*Consignes:*
1. Réécrivez l'extrait sur Cuenca en commençant à « Ces fondations font » et en terminant à « et bien d’autres. ». Remplacez-y « maisons suspendues » par « maisons accrochées ».
2. Poursuivez, s'il vous plaît, l'extrait sur Cuenca à la suite de sa dernière phrase.

*Texte cité:*
• • • •

Ces fondations font pourtant un peu l’originalité de Cuenca. La clairvoyance politique de la ville fut de combiner un patrimoine historique unique avec l’art contemporain et en faire une référence mondiale. Allier des extrêmes que beaucoup séparaient. Inscrire l’art dans une continuité historique et faire de ces maisons suspendues des œuvres vivantes, en permettant au visiteur de ne pas se cantonner aux indispensables musées avec tableaux et armures. Cette association fait le charme de Cuenca, et d’une certaine manière, assure un renouvellement et une jeunesse à la ville qui attire des visiteurs de tous horizons et des artistes comme Keiko Mataki, Kozo Okano, Périco et bien d’autres.

En parallèle, le grand tourisme se déploie. La région et la ville construisent une nouvelle connexion vers le centre historique de Cuenca : la falaise s’habille d’une impressionnante diagonale d’escaliers roulants, de rampes et d’un ascenseur panoramique. Sous couvert de développement économique et de tourisme durable et pour réduire la circulation automobile dans le centre historique, ce projet pourrait dénaturer la ville et risque de l’inonder de contingents entiers de touristes que des cars déposent sur une aire facilement accessible. Attention à ne pas inscrire Cuenca au patrimoine mondial de l’ultra-tourisme, comme Héraklion ou les gorges de Samara en Crète, et tant d’autres sites qui souffrent de « surtourisme » pour reprendre un terme à la mode. Il n’est pourtant pas si difficile de marcher ou de prendre un bus pour se rendre en centre-ville.

• • • •

*Données fournies:*

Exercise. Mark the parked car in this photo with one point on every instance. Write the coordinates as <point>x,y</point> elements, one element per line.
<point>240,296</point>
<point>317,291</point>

• • • •

*Réponses successives:*
1.
Ces fondations font pourtant un peu l’originalité de Cuenca. La clairvoyance politique de la ville fut de combiner un patrimoine historique unique avec l’art contemporain et en faire une référence mondiale. Allier des extrêmes que beaucoup séparaient. Inscrire l’art dans une continuité historique et faire de ces maisons accrochées des œuvres vivantes, en permettant au visiteur de ne pas se cantonner aux indispensables musées avec tableaux et armures. Cette association fait le charme de Cuenca, et d’une certaine manière, assure un renouvellement et une jeunesse à la ville qui attire des visiteurs de tous horizons et des artistes comme Keiko Mataki, Kozo Okano, Périco et bien d’autres.

2.
Peut-on être amer et empêcher ce mouvement ? Chacun a droit au voyage et au tourisme. Comme le martinet dans le silence de l’aube et la chauve-souris à la tombée de la nuit, savoir choisir son heure pour découvrir un tel endroit.

On arrose un jardin florissant au pied de la muraille. Au milieu d’une terre si aride, l’eau du Huécar donne un peu de fraîcheur et de vert à cette masse de pierre.

Cuenca Épisode 10

Sous un amandier en fruits, de grands chardons sèchent leurs fleurs purpurines au soleil.

Parcourir les multiples sentiers qui bordent le Huécar à proximité de la passerelle de bois San Pablo.

Une autre Casa Colgada ouvre l’accès à la ville. Une fontaine distribue en continu un mince filet d’eau au passant. Il est près de huit heures. Pas un bruit ou presque. Les premières voitures circulent.

Le Christ dans le soleil du matin se tourne en direction de la ville. La main gauche posée sur le bord de sa tunique. La main droite relevée comme un signe.

Sur le versant opposé, dans le barrio Saint Miguel, une banderole peinte sur un tissu blanc, œuvre d’art improvisée, indique en caractères rouges : « abandonado por su ayuntamiento y su alcade* ». Trois chiens, gardiens du lieu, tranquillement couchés à l’entrée tournent à peine la tête. Il y a certes une ou deux maisons plus ou moins en ruine, mais on s’y sent bien et on peut se projeter dans ce qu’était Cuenca quinze ans en arrière, avec toute son authenticité. Peu de visiteurs s’engouffrent dans ce quartier un peu oublié. Les habitants peuvent se sentir à l’écart du développement touristique. Dans toute ville, difficile de satisfaire chacun.

Visiter la Casa Zavala et son musée puis remonter la calle Trabaco jusqu’au quartier du Castillo. On n’entend que les piafs et les martinets. Le regard plonge sur le Parador et l’Espacio Torner.

* Abandonné son conseil municipal et par son maire

Cuenca Épisode 11

Depuis le quartier du Castillo, prendre les hoces de Cuenca, escaliers de pierre qui serpentent vers le fleuve Jucar en contrebas.

Sur la falaise deux énormes yeux peints surveillent la ville et plissent le sourcil sous leurs arcades de roche. On croirait cette œuvre contemporaine de l’artiste Jorge Péglez campée sur la falaise depuis l’antiquité pour chasser les mauvais esprits.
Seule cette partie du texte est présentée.